**Aim of the task:** Repeat the records word for word, starting at the very beginning and ending with the line that contains "115 108 L 113". Leave the pictures out.

-- -- --

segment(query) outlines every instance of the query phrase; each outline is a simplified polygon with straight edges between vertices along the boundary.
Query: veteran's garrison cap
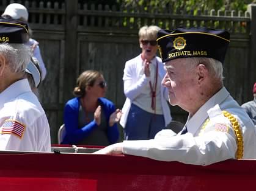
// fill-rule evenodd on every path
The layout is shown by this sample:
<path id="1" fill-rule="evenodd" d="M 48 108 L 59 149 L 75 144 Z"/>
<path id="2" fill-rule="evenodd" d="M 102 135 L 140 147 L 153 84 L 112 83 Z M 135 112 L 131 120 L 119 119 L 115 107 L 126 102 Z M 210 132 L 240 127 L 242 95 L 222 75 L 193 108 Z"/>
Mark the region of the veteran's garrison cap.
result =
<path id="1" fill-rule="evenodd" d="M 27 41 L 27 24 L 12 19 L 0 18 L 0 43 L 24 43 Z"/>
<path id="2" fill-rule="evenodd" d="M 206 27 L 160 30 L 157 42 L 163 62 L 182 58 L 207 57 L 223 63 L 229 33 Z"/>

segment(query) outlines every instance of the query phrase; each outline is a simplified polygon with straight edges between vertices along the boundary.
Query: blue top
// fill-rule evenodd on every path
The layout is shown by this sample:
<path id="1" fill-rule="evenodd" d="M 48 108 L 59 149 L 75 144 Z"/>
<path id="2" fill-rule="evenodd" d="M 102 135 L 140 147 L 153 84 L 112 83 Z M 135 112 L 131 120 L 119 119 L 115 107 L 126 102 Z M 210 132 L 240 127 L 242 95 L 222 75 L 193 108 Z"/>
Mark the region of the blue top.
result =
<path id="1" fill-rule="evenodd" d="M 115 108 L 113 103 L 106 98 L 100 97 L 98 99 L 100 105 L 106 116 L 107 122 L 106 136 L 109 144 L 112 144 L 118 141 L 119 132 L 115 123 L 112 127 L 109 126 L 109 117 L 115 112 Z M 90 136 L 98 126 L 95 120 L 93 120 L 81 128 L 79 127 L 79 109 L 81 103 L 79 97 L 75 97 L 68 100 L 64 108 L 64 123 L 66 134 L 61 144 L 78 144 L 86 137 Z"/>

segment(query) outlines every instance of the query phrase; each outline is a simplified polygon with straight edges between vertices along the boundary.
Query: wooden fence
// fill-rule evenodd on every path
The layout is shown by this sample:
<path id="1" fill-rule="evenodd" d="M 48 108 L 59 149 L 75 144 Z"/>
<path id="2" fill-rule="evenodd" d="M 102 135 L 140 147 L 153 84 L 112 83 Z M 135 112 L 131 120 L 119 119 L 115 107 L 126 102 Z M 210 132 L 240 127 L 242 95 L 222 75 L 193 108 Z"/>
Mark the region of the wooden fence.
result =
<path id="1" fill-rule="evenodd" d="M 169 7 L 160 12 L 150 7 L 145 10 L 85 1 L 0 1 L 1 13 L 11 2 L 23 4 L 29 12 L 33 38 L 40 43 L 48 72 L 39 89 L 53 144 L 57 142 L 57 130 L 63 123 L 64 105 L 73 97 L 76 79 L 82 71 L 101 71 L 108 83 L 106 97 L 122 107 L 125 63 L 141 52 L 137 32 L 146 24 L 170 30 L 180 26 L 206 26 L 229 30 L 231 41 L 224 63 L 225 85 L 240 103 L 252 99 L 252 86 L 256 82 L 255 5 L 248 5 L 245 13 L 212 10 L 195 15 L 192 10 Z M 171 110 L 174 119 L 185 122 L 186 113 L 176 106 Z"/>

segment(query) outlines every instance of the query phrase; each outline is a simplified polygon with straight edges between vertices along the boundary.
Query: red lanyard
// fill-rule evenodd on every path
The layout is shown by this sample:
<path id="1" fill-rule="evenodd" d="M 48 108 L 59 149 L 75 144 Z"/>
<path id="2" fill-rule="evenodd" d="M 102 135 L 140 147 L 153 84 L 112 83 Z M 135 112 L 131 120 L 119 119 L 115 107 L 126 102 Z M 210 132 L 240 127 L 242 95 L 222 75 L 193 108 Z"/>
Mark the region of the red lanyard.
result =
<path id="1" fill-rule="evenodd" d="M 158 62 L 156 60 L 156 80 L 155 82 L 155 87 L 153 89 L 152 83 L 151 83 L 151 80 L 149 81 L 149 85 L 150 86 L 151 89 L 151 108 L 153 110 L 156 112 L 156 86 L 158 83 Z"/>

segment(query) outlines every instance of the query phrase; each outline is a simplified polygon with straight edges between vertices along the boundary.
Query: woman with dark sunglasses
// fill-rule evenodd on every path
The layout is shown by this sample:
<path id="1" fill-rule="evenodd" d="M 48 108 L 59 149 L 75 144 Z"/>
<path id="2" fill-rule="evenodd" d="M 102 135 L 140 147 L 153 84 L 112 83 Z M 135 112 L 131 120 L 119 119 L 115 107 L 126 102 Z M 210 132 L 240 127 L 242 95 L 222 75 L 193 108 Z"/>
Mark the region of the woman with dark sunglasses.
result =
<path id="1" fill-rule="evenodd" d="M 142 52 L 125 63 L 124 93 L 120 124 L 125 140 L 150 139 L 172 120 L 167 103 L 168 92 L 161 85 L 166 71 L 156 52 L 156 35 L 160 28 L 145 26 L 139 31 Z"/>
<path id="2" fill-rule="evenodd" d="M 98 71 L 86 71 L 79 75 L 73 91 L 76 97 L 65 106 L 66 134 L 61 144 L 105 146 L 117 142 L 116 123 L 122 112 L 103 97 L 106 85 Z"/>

-- -- --

**Complete answer:**
segment(query) outlines every instance of the query phrase; each outline is a simplified polygon with straight edges between vertices along the boundary.
Query: veteran's garrison cap
// fill-rule evenodd on every path
The layout is shown by this sample:
<path id="1" fill-rule="evenodd" d="M 48 108 L 59 149 L 75 144 Z"/>
<path id="2" fill-rule="evenodd" d="M 102 135 L 140 147 L 153 84 L 112 83 Z M 135 112 L 131 120 L 119 119 L 115 107 L 126 102 Z M 210 132 L 240 127 L 242 95 L 222 75 L 193 108 Z"/>
Mark the region of the veteran's garrison cap.
result =
<path id="1" fill-rule="evenodd" d="M 27 41 L 27 24 L 12 19 L 0 18 L 0 43 L 24 43 Z"/>
<path id="2" fill-rule="evenodd" d="M 206 27 L 160 30 L 157 42 L 163 62 L 182 58 L 207 57 L 223 63 L 229 33 Z"/>

segment(query) outlines every instance of the query phrase; each outline is a simplified polygon with straight edges between vertices along the boundary.
Query: blue top
// fill-rule evenodd on every path
The layout is shown by this sample:
<path id="1" fill-rule="evenodd" d="M 48 108 L 59 149 L 75 144 Z"/>
<path id="2" fill-rule="evenodd" d="M 102 135 L 140 147 L 153 84 L 112 83 Z M 135 112 L 131 120 L 119 119 L 115 107 L 126 102 Z M 210 132 L 240 127 L 242 95 L 222 75 L 193 108 Z"/>
Mark the region of the blue top.
result =
<path id="1" fill-rule="evenodd" d="M 115 108 L 113 103 L 106 98 L 100 97 L 98 99 L 100 105 L 106 116 L 107 122 L 106 136 L 109 144 L 112 144 L 118 141 L 119 132 L 115 123 L 112 127 L 109 126 L 109 117 L 115 112 Z M 90 136 L 98 126 L 95 120 L 93 120 L 81 128 L 79 127 L 79 109 L 81 103 L 79 97 L 75 97 L 68 100 L 64 108 L 64 123 L 66 134 L 61 144 L 78 144 L 86 137 Z"/>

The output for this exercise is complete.